PAGE EXTRACT -
++++++++
Why do IB directors change shops?
This is an outline of the motivations I've seen for senior IBankers to change shops, whether in the same type of role or into a different role (eg from TMT ECM banker to debt banker). This is based on my 9 years in IBanking, preceded by 6 years as a lawyer working with IBankers, servicing the M&A and ECM markets. Disclaimers come at the end.
This is a response to notthehospitalER's thread "What's more lucractive?" (//www.wallstreetoasis.com/forums/whats-more-lucrative). However, this post ended up being lengthy and covered some ground that thread wasn't looking into, so I thought it better to post as a new thread.
I've set out a non-exhaustive list of the motivations I've seen, based on a relatively brief amount of reflection this evening.
There's a lot of overlap between many of these motivations, with some being subsets of others. Most people are motivated by a combination of some of the motivations plus others I haven't identified. I'm sure I could think of more if I put my mind to it.
If I had more time (and motivation), I'd have a more systematic explanation. But I don't have either, so this is what you get.
You'll see that it's not all about the filthy lucre, although the love of mammon (and positioning yourself strategically to maximize the future lucre) is a big factor. The two other factors the frequently play a role are ego and self-fulfillment.
#1. Career blocks/changing the game
You've gone about as far as you can at this particular investment bank and you can't see your way to the next level.
There can be a few reasons for this, like:
- you don't have the skills/psychology - eg when bankers with fined honed deal execution skills hit a level of seniority where they are expected to start making rain/bringing in deals and realize they don't have the network for this and/or the desire to wine/dine/network/schmooze/fellate clients
- your IB wants you to do less of A, B and C (usually execution work) and do more of X, Y and Z (usually rain making work), but they aren't giving you enough juniors or support to do that
- the organization is not structured to enable you (see motivation #2)
++++++++
SET EXERCISE A - Decide whether each statement below agrees with the post on why IB directors change shops. For each one, answer yes or no and quote the deciding words of the post. (i) The writer spent 6 years as a lawyer before working in IBanking. (ii) The writer calls the list of motivations exhaustive. (iii) The disclaimers appear at the start of the post.
++++++++
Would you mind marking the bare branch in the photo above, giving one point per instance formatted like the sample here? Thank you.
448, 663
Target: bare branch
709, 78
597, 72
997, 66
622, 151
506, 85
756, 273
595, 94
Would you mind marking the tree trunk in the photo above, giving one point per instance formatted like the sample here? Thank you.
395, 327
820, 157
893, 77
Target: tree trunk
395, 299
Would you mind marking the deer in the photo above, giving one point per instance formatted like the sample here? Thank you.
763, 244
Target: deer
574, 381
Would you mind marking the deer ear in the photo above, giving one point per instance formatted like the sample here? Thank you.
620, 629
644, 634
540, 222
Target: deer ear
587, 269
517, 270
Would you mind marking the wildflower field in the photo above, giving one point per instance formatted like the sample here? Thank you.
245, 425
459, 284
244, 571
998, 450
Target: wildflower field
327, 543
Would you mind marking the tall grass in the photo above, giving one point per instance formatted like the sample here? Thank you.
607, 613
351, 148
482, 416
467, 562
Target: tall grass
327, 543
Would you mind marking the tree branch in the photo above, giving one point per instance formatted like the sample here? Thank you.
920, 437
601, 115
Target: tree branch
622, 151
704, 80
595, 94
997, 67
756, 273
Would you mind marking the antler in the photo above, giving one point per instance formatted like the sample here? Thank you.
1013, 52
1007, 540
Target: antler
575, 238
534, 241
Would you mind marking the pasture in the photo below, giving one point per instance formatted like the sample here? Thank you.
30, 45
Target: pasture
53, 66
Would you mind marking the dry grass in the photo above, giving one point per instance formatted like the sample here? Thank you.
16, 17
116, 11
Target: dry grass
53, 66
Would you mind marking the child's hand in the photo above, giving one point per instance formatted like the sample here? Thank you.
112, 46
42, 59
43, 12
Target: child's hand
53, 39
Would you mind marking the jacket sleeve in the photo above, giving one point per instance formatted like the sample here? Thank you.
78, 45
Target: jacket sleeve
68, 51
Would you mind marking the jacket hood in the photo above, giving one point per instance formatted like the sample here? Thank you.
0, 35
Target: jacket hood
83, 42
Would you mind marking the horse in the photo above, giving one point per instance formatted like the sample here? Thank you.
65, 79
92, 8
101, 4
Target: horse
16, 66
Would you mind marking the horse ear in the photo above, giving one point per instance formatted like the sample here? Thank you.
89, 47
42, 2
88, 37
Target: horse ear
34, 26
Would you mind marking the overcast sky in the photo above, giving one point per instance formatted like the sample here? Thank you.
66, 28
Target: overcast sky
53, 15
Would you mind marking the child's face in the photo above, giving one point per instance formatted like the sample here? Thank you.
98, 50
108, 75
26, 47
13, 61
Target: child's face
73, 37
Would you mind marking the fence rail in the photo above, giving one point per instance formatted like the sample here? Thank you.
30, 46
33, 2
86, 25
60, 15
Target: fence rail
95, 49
++++++++
SET EXERCISE B - Identify each line of the records that contains the string "fence", treating uppercase and lowercase as different, and copy those lines out in full.

COMPLETE ANSWER A -
(i) Yes: "preceded by 6 years as a lawyer working with IBankers"
(ii) No: "I've set out a non-exhaustive list of the motivations I've seen"
(iii) No: "Disclaimers come at the end."

COMPLETE ANSWER B -
Would you mind marking the fence rail in the photo above, giving one point per instance formatted like the sample here? Thank you.
Target: fence rail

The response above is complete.